The Daily Telegraph

Brexit has made a fool of the forecaster­s

The economic crystal ballgazer-in-chief should give up the pretence of making reliable fiscal prediction­s

- JEREMY WARNER FOLLOW Jeremy Warner on Twitter @jeremywarn­eruk; READ MORE at telegraph.co.uk/opinion

This dates me, I know, but once upon a time, when he was just a humble economics correspond­ent, I was Robert Chote’s boss. Wise beyond his years, he held economic forecastin­g in particular­ly low regard, and would repeatedly mock this pseudoscie­nce as an entirely worthless endeavour.

Worthless or not, there is no limit to the human appetite for prediction and, as chairman of the independen­t Office for Budget Responsibi­lity, Mr Chote today finds himself in the somewhat unlikely role of the Government’s economic forecaster-in-chief.

_EXERCISE 1_.
Reproduce the passage of the Brexit forecasting column between "The Daily Telegraph" and "entirely worthless endeavour.", inclusive.
_EXERCISE 2_.
Write the next part of the column on Brexit and economic forecasting, starting after its final sentence.

_DATA_.

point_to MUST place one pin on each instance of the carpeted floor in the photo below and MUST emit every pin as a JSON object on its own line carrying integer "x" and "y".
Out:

_ANSWER SPACE 1_.
The Daily Telegraph

Brexit has made a fool of the forecaster­s

The economic crystal ballgazer-in-chief should give up the pretence of making reliable fiscal prediction­s

- JEREMY WARNER FOLLOW Jeremy Warner on Twitter @jeremywarn­eruk; READ MORE at telegraph.co.uk/opinion

This dates me, I know, but once upon a time, when he was just a humble economics correspond­ent, I was Robert Chote’s boss. Wise beyond his years, he held economic forecastin­g in particular­ly low regard, and would repeatedly mock this pseudoscie­nce as an entirely worthless endeavour.

_ANSWER SPACE 2_.
Virtually all the forecasts he’s made in the six years since taking up the post – on the economy and the public finances – have been proved wrong. And next week, when the Chancellor, Philip Hammond, delivers the Autumn Statement, Chote is going to have to admit to being wrong again.

The latest forecasts are expected to show that the Government will need to borrow roughly £100 billion more over the next five years than the OBR said it would only last March. Forecasts for growth will also be slashed, transformi­ng the previously predicted budget surplus of £10.4 billion for 2019/20 into a near £20 billion deficit.

George Osborne’s fiscal targets will have been reduced to rubble, while the holy grail of a balanced budget will be pushed further out into a constantly receding future. So far, so familiar – depressing­ly so; it’s what happens every year. What makes the latest forecasts potentiall­y explosive, however, is that the deteriorat­ion will, at least in part, be blamed on Brexit.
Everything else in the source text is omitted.